▸ Consigne: Reproduisez fidèlement le passage de l'extrait ci-dessous sur l'origine du terme GOAT qui s'ouvre sur les mots contenant « C’est de cette » et se clôt sur « The GOAT Farm. ».

▸ Extrait choisi:

↓↓↓

En sport, The GOAT n’était cependant pas encore utilisé pour désigner The Greatest of All Times, le plus grand de tous les temps. Lorsque Michael Jordan a inscrit le panier décisif face à Gerald Wilkens des Cleveland Cavaliers durant les play-offs 1993, Associated Press a même écrit: » This time Wilkins is the goat« . Dans le sens négatif, donc, pour désigner le bouc émissaire.
Ce n’est que sept ans plus tard, en septembre 2000, qu’un autre rappeur, LL Cool J, a été à la base d’une révolution étymologique, en intitulant son nouvel album G.O.A.T. et s’appelant lui-même ainsi. Source d’inspiration pour le nom: pas Jordan, mais Mohamed Ali, comme l’a expliqué le rappeur plus tard. Il ne pouvait cependant pas encore supposer que cet album deviendrait mythique. LL Cool J voulait surtout, explique-t-il, décrire l’esprit de la culture hip-hop: des jeunes issus de quartiers défavorisés, à l’avenir incertain, qui veulent devenir The Greatest, The GOAT, grâce au rap.
L’album a contribué à rendre la culture hip-hop très populaire aux États-Unis, mais a aussi ouvert la voie à l’utilisation du terme GOAT dans le sport. Juste après cette parution, Maurice Greene remportait la médaille d’or sur 100 mètres aux Jeux Olympiques de Sydney, avant de faire tatouer un lion sur la partie supérieure de son bras, avec les lettres GOAT. Le sprinteur s’était inspiré de LL Cool J, et surtout de Mohamed Ali. « De nombreuses personnes trouvent que l’on est arrogant lorsqu’on se prend pour The Greatest, mais dans le sport de haut niveau, il faut se persuader que l’on est le plus grand. Il faut en faire son credo, avant de réellement le devenir », argumentait Greene. Après chaque victoire, il ne se faisait d’ailleurs jamais prier pour montrer son tatouage.
C’est de cette manière que l’acronyme est devenu de plus en plus souvent utilisé. Et qu’il a même été repris dans l’ Urban Dictionary, un dictionnaire en ligne qui reprend les expressions et l’argot anglais, en septembre 2003: » GOAT: anacronym for Greatest Of All Time. Ultimate competitor G-O-A-T. Michael Jordan is the GOAT. »
De plus en plus de sportifs ont été surnommés ainsi, comme Ricky Carmichael, l’équivalent américain de Stefan Everts. Le pilote de motocross floridien était tellement fier de son surnom, que lui avait donné son collègue Matt Walker, qu’il a fait installer une statue d’une chèvre au bord de sa piscine, et a construit un circuit de motocross baptisé The GOAT Farm.

↑↑↑

▸ Données fournies:
↓↓↓

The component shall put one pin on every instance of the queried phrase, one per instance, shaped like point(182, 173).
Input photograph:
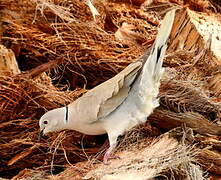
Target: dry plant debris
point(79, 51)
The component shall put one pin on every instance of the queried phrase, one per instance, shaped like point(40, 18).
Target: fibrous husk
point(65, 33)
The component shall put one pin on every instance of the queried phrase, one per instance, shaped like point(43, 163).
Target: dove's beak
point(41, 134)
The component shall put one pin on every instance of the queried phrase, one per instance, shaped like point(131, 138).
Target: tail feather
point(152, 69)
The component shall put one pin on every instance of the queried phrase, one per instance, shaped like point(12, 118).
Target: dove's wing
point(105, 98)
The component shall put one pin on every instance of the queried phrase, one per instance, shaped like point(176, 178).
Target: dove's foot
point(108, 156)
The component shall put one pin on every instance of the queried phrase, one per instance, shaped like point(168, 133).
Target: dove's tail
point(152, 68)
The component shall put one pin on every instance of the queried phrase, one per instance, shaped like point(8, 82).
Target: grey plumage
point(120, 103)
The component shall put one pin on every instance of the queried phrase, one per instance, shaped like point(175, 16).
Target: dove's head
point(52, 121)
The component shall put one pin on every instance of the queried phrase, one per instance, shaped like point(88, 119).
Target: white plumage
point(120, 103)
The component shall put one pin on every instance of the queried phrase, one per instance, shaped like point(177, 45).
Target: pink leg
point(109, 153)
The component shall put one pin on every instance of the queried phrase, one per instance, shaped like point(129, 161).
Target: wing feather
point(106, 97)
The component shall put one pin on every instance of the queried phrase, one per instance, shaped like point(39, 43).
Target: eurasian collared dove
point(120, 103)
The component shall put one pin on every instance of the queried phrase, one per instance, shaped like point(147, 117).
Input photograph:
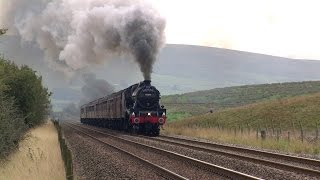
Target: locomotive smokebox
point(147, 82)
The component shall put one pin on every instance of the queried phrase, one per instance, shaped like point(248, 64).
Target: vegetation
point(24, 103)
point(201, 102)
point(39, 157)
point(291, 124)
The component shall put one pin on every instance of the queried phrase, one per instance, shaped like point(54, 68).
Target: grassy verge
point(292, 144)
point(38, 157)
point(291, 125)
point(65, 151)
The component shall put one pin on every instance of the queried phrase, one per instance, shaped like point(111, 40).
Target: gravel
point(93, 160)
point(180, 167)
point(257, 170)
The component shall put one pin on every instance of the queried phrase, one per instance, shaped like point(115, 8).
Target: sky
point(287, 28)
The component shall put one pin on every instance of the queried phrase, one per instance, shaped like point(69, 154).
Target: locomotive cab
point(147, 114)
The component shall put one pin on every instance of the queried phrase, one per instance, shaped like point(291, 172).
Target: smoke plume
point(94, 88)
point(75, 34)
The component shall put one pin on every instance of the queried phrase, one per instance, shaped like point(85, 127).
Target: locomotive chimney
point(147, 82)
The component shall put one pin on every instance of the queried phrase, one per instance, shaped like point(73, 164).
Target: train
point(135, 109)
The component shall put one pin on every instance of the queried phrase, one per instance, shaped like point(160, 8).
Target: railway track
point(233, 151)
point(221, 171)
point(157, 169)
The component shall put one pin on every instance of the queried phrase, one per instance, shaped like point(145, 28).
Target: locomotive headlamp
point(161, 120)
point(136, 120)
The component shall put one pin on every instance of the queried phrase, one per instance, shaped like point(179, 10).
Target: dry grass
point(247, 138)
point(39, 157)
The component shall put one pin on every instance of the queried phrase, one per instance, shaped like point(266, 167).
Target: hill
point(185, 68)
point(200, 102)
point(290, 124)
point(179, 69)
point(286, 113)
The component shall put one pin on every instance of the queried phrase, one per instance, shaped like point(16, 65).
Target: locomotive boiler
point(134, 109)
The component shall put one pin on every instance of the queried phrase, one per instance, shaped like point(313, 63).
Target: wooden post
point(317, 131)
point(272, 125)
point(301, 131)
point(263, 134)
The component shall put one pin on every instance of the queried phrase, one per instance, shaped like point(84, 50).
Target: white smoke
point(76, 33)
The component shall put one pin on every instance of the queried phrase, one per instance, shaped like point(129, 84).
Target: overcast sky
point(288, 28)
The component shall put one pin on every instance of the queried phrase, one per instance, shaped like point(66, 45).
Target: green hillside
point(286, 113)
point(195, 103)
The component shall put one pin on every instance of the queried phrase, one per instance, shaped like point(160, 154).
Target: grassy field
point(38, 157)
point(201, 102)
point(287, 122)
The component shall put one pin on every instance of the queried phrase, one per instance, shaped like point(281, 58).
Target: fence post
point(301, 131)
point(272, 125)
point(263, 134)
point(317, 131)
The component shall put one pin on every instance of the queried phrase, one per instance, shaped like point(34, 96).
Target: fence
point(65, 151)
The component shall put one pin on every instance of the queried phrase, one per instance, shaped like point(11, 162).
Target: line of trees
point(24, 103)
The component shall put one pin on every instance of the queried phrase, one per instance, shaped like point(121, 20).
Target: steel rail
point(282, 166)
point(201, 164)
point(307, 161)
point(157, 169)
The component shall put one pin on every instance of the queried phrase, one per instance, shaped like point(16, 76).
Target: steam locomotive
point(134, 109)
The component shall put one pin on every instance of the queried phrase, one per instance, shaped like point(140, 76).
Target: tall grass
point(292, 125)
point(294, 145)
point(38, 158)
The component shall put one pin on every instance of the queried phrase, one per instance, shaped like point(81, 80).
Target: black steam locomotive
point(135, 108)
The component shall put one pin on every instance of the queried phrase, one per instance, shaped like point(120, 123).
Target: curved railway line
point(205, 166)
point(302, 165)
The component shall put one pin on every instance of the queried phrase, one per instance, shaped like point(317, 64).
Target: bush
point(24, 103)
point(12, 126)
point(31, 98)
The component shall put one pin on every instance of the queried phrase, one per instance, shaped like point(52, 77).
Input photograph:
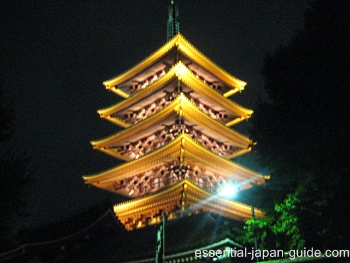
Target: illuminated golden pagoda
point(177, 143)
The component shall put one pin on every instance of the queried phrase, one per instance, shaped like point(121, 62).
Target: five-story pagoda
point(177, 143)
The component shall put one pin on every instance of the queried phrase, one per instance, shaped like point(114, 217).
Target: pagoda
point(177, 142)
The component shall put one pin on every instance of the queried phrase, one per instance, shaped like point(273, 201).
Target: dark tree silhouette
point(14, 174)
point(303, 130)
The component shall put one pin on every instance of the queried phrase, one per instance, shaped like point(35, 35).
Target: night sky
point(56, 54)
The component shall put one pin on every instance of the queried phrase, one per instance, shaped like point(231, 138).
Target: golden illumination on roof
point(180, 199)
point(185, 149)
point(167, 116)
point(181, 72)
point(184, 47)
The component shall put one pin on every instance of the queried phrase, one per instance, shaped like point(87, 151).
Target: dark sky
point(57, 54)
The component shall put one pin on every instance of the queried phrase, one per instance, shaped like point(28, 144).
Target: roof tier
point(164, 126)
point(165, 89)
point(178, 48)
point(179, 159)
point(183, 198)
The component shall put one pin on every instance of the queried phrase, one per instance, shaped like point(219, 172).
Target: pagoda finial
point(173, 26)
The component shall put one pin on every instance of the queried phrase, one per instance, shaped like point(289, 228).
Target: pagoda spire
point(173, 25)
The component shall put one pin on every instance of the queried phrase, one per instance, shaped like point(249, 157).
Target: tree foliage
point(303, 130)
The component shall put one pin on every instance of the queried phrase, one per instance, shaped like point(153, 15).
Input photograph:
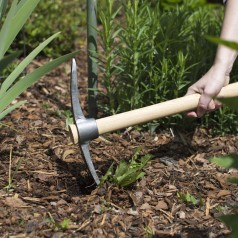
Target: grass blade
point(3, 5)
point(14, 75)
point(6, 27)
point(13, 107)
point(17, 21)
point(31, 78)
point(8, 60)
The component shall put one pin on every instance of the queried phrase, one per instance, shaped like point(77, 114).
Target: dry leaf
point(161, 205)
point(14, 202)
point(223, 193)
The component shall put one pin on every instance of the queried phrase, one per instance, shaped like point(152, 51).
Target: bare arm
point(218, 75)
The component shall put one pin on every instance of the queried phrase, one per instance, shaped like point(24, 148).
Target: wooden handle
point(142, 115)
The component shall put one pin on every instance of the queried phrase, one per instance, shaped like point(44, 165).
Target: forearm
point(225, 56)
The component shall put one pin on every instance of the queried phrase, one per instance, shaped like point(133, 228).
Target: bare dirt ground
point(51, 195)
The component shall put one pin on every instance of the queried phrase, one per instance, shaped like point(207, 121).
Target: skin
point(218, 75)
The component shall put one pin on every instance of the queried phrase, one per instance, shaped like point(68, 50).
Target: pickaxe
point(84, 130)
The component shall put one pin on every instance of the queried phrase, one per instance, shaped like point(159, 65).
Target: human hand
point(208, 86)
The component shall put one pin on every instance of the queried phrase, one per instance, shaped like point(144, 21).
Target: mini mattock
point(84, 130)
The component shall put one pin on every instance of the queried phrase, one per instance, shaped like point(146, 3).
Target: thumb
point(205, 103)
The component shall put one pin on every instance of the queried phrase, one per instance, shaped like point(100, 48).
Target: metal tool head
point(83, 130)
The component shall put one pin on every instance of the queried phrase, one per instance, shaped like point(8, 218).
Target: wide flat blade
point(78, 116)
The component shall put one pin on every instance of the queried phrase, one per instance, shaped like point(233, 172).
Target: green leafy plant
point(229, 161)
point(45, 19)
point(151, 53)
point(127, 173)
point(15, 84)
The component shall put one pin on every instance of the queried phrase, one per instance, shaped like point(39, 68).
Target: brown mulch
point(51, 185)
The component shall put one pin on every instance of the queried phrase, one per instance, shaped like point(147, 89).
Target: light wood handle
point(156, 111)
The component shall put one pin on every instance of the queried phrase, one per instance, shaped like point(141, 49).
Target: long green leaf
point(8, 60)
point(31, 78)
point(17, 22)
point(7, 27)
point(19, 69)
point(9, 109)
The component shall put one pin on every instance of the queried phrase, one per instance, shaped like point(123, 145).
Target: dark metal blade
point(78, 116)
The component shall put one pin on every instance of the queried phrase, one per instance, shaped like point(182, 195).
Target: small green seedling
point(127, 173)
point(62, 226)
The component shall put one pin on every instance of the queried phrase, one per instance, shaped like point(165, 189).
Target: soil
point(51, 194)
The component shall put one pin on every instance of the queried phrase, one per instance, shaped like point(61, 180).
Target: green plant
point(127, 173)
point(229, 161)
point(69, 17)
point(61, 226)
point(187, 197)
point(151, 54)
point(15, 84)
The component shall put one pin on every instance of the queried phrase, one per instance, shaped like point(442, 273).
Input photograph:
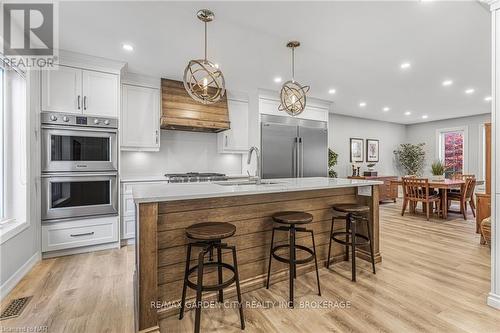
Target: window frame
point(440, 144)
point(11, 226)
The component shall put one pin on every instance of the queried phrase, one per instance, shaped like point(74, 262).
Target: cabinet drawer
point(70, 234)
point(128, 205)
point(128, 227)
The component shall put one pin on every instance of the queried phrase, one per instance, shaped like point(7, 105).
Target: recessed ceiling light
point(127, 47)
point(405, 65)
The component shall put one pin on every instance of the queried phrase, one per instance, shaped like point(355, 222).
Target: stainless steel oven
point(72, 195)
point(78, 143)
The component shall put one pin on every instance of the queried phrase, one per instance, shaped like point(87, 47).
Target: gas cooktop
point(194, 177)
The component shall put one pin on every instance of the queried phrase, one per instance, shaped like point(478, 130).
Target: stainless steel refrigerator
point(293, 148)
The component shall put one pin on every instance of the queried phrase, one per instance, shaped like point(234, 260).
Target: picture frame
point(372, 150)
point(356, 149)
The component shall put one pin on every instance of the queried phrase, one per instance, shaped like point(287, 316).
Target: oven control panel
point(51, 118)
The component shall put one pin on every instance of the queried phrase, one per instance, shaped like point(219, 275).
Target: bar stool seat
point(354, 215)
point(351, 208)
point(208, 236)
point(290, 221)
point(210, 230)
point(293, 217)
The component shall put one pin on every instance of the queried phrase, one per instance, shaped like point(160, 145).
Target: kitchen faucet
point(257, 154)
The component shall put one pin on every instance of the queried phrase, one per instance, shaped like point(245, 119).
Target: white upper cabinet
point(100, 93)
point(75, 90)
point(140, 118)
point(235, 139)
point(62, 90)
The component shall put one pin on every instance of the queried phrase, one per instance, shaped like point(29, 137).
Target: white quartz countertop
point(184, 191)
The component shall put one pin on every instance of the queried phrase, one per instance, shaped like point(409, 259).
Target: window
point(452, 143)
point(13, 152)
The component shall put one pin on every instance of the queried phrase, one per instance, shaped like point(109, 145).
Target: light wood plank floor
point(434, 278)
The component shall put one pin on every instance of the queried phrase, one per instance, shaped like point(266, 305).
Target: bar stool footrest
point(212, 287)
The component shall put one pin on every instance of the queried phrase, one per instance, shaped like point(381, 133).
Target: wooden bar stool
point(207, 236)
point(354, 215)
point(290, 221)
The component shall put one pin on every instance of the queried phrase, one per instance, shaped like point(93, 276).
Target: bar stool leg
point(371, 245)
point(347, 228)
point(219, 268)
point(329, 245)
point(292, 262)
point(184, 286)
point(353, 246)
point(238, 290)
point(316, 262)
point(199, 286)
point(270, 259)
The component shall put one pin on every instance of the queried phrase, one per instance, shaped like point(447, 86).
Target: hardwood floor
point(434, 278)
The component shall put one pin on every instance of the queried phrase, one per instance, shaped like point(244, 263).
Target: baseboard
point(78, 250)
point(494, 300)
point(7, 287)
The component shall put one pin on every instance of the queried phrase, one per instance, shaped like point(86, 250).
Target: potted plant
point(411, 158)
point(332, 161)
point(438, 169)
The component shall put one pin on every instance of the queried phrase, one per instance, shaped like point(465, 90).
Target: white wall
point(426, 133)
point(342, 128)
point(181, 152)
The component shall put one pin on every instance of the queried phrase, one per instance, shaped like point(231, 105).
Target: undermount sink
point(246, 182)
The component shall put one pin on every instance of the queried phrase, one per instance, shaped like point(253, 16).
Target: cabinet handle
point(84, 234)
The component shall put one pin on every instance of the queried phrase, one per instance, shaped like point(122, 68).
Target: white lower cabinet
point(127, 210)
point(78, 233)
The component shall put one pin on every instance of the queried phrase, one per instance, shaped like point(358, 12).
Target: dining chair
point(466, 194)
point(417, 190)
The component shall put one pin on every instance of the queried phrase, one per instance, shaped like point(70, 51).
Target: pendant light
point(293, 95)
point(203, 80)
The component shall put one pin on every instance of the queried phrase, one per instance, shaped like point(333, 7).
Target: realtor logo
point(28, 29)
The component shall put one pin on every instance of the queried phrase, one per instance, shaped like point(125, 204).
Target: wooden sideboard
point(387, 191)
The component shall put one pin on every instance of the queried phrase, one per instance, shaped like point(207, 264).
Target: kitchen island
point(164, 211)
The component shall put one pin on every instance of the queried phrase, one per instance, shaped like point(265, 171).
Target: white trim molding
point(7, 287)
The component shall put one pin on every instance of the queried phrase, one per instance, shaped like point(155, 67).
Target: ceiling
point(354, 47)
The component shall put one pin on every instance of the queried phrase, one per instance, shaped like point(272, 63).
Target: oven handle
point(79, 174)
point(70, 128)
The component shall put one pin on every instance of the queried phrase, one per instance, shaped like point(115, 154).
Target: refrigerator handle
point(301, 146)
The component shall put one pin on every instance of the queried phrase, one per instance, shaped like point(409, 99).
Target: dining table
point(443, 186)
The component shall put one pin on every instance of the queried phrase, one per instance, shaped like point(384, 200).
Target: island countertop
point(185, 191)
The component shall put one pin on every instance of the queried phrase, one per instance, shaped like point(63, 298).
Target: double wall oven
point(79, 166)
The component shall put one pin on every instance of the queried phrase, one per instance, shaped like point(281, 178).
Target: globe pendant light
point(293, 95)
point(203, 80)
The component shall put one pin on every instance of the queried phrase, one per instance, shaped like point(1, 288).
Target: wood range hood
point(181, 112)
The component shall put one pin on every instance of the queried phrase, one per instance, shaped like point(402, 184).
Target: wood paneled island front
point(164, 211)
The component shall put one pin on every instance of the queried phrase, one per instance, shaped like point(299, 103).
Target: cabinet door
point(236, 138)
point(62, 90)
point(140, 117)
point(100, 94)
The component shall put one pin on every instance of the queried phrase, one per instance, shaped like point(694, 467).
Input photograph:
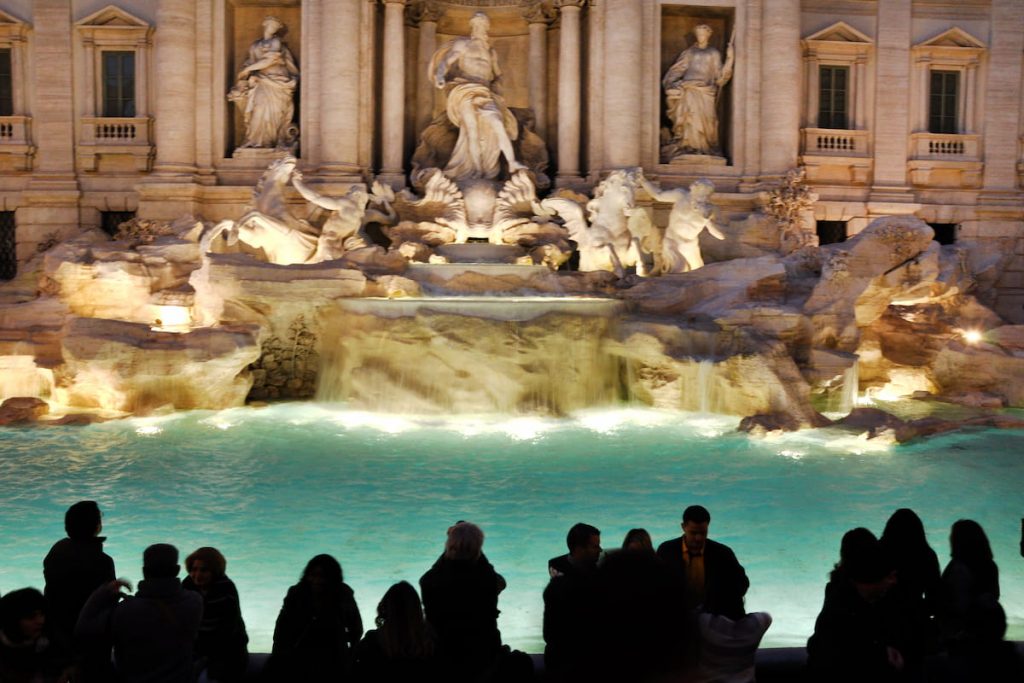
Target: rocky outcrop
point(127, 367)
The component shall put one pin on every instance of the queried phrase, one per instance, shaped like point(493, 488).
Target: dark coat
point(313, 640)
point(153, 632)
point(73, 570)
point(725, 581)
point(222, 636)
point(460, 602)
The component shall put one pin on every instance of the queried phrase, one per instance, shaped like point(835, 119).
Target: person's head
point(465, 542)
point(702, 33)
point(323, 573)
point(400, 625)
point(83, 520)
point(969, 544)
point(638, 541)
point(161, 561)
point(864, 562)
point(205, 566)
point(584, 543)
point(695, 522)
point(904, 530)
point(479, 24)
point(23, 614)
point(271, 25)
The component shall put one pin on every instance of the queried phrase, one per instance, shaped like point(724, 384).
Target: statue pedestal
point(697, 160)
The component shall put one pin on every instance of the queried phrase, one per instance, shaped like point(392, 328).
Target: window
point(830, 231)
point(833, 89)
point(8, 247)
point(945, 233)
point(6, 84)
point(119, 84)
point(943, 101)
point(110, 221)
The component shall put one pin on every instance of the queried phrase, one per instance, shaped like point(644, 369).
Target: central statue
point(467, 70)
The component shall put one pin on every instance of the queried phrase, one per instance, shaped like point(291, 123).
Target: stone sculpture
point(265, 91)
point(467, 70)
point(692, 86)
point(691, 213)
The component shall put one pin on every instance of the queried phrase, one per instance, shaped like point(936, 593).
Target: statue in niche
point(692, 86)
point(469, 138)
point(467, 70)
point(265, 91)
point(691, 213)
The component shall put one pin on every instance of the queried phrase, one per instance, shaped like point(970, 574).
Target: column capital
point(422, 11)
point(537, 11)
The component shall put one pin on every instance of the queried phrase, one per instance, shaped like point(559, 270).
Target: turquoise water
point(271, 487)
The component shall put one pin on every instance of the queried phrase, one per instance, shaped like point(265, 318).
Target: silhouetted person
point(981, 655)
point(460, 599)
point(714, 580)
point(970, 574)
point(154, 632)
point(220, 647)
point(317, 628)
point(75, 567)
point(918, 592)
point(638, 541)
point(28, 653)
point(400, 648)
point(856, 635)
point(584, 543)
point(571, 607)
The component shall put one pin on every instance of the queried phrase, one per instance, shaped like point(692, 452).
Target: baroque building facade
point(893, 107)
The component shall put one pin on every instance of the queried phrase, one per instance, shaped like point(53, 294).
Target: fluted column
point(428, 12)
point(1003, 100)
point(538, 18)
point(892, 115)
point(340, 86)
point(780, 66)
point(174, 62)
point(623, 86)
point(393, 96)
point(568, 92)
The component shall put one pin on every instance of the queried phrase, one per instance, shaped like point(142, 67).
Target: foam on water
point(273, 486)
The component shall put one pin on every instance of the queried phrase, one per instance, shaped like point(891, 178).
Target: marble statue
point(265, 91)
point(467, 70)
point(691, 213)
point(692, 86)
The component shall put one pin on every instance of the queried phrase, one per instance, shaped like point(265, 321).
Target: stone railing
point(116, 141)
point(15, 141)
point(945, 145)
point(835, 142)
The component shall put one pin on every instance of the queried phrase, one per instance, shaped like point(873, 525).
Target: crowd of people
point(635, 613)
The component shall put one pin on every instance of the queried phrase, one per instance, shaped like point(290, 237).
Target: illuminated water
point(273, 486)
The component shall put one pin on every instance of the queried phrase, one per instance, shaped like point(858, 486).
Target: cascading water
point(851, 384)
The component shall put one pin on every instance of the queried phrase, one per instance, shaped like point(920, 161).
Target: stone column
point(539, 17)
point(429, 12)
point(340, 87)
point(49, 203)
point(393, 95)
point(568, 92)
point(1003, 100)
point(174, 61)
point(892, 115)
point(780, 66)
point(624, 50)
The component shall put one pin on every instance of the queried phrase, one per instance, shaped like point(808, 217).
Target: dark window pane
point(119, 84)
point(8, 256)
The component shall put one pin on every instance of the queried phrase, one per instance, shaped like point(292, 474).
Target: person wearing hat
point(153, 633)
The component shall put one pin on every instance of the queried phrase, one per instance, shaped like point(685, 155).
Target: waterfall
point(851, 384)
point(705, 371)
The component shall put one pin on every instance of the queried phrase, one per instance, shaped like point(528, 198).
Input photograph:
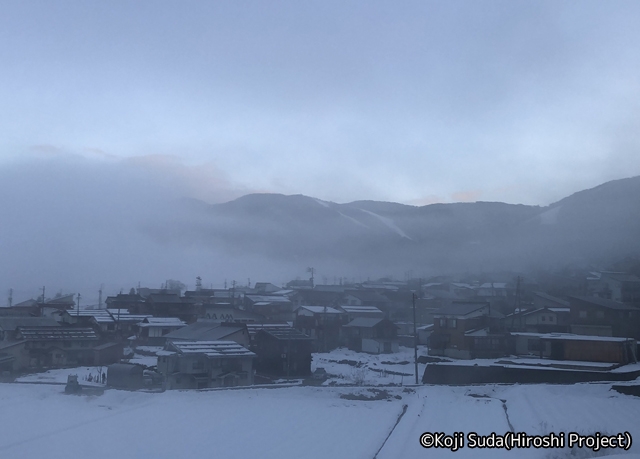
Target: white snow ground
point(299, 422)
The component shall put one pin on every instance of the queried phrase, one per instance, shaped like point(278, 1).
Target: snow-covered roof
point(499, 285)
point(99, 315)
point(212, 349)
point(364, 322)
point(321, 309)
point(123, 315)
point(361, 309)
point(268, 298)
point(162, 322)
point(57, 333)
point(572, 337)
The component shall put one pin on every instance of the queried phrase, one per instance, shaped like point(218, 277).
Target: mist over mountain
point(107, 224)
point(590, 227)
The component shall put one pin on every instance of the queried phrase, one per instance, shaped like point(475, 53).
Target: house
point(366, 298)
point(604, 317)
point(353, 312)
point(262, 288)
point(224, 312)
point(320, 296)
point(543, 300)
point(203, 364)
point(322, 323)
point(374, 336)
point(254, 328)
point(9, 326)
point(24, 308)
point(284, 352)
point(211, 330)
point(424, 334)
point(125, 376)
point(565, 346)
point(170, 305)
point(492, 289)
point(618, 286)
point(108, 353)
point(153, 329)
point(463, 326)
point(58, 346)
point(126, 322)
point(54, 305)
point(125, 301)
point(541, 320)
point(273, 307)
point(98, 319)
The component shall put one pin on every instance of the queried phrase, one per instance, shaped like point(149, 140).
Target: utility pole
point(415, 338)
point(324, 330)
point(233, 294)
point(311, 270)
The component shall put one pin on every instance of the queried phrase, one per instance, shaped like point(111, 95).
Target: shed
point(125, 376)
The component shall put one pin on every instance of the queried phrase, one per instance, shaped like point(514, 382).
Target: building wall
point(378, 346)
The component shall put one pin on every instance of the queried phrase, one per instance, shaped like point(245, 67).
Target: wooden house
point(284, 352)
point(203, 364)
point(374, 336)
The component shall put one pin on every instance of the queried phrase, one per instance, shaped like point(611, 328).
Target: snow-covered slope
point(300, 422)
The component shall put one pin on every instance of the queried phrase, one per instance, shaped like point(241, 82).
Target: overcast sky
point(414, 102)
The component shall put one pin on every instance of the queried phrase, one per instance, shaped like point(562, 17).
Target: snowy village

↑↑↑

▸ Solution proposée:
C’est de cette manière que l’acronyme est devenu de plus en plus souvent utilisé. Et qu’il a même été repris dans l’ Urban Dictionary, un dictionnaire en ligne qui reprend les expressions et l’argot anglais, en septembre 2003: » GOAT: anacronym for Greatest Of All Time. Ultimate competitor G-O-A-T. Michael Jordan is the GOAT. »
De plus en plus de sportifs ont été surnommés ainsi, comme Ricky Carmichael, l’équivalent américain de Stefan Everts. Le pilote de motocross floridien était tellement fier de son surnom, que lui avait donné son collègue Matt Walker, qu’il a fait installer une statue d’une chèvre au bord de sa piscine, et a construit un circuit de motocross baptisé The GOAT Farm.